Di sisi lain, hobinya pada olahraga bridge membawanya ke kejuaraan dunia tahun 1935, membuktikan bahwa nasionalisme dan intelektualitas bisa berjalan seiring. Dari ruang kelas, gelanggang perlawanan, hingga meja bridge dunia, Aloei Saboe adalah gambaran utuh seorang pejuang sejati yang kini patut dikenang sebagai Pahlawan Nasional.
Dalam dunia akademik, Aloei Saboe juga tercatat mendapatkan gelar Profesornya saat mengabdikan diri sebagai dosen dan Guru Besar di beberapa kampus di Kota Bandung, Jawa Barat.
Kontribusi Dunia Kedokteran: Antara Medis dan Spiritualitas
Sebagai seorang dokter, Aloei Saboe memandang kesehatan secara holistik, mencakup aspek fisik, spiritual, dan sosial. Ia melakukan penelitian yang mendalam terhadap ibadah sholat yang dijalankan oleh setiap muslim.
Dalam penelitiannya saat itu, Aloei Saboe menemukan bahwa gerakan salat lima waktu memiliki banyak manfaat terhadap kesehatan manusia, diantaranya seperti peregangan otot, peningkatan sirkulasi darah, dan ketenangan jiwa. Pendekatan ini kemudian mencerminkan integrasi antara ilmu kedokteran dan nilai-nilai keagamaan, yang relevan dalam konteks masyarakat Indonesia yang religius.
Anugerah Tanda Jasa Republik Indonesia dan Gelar Adat Tertinggi dari 5 Kerajaan di Gorontalo
Atas jasa-jasanya, Aloei Saboe menerima berbagai penghargaan, termasuk Bintang Gerilya dari Presiden Sukarno (1958), Satyalancana Peristiwa Aksi Militer I dan II dari Menteri Pertahanan Ir. Djuanda (1958), serta Satyalancana Karya Satya.
Masyarakat Gorontalo juga menganugerahkan gelar adat tertinggi, Ta Lo Tinepa Lipu, yang berarti: Putra Terbaik Pengangkat Derajat Negeri. Gelar ini diberikan melalui upacara adat Pulanga oleh Dewan Adat 5 Kerajaan (Pohala'a) di Gorontalo, sebagai bentuk penghormatan atas dedikasi dan pengabdiannya kepada tanah leluhur.
Dimakamkan di Taman Makam Pahlawan, Kalibata
Aloei Saboe wafat pada 31 Agustus 1987 di Bandung, Jawa Barat dan kemudian dimakamkan dengan upacara militer di Taman Makam Pahlawan Kalibata, Jakarta. Pemakamannya di Taman Makam Pahlawan Kalibata menandakan pengakuan negara dan bangsa Indonesia atas kontribusinya terhadap perjuangan kemerdekaan Indonesia tahun 1942, perlawanan terhadap pemberontakan Negara Kesatuan Republik Indonesia di Sulawesi, hingga kontribusinya terhadap dunia pendidikan dan perkembangan ilmu kedokteran meskipun gelar Pahlawan Nasional secara resmi belum disematkan.

☆ ☆ ☆

> [Perintah 1] Susun setiap baris dari seluruh catatan di bawah ini menjadi daftar bernomor dan hilangkan baris yang kosong.

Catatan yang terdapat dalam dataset
☆ ☆ ☆

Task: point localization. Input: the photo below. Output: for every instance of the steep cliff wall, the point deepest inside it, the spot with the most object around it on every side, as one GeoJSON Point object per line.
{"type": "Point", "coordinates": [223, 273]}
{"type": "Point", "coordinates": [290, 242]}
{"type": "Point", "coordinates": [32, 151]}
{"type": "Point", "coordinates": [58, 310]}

☆ ☆ ☆

> [Perintah 2] Berdasarkan potongan dokumen, kapan dan di mana Aloei Saboe wafat?

> [Hasil Latihan 1]
1. Task: point localization. Input: the photo below. Output: for every instance of the steep cliff wall, the point deepest inside it, the spot with the most object around it on every side, as one GeoJSON Point object per line.
2. {"type": "Point", "coordinates": [223, 273]}
3. {"type": "Point", "coordinates": [290, 242]}
4. {"type": "Point", "coordinates": [32, 151]}
5. {"type": "Point", "coordinates": [58, 310]}

> [Hasil Latihan 2] Aloei Saboe wafat pada 31 Agustus 1987 di Bandung, Jawa Barat.